:: Data rows ::

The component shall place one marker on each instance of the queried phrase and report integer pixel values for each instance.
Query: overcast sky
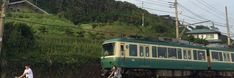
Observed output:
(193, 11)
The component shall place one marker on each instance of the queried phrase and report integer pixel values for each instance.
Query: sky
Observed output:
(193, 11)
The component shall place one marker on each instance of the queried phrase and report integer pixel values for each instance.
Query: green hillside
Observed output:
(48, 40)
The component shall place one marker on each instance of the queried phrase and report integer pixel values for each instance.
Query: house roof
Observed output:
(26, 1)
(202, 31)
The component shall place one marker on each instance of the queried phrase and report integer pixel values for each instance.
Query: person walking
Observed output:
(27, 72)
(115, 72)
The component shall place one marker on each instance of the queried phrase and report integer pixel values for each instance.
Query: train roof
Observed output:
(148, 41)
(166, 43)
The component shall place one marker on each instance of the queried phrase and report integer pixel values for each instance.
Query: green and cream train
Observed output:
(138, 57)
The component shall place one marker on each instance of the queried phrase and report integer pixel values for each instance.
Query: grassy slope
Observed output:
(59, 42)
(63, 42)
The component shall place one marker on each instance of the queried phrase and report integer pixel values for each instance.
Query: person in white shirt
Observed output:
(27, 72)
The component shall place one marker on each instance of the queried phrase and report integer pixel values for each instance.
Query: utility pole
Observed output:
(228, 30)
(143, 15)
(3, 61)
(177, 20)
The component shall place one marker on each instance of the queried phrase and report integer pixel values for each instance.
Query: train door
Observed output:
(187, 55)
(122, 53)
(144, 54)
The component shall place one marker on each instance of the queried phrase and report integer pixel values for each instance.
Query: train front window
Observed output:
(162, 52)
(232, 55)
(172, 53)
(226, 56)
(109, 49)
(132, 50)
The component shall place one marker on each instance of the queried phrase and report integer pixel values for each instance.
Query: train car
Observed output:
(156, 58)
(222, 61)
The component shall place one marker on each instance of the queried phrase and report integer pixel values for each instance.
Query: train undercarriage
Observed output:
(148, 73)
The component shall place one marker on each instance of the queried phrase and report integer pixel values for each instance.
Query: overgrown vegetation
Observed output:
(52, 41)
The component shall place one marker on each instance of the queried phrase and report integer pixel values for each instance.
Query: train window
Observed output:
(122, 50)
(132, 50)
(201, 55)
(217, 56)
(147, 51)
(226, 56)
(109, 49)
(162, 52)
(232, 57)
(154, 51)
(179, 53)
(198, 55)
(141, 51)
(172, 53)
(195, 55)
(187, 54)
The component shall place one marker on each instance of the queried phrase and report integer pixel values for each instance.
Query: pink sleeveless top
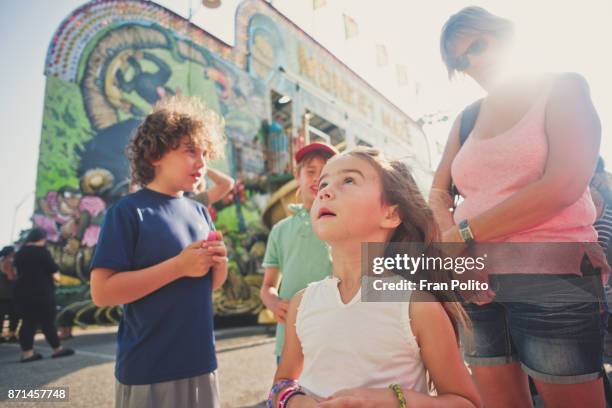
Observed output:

:::

#### What is expected
List each line in the material above that contains the word "window".

#### Expected answer
Query: train front window
Query: train window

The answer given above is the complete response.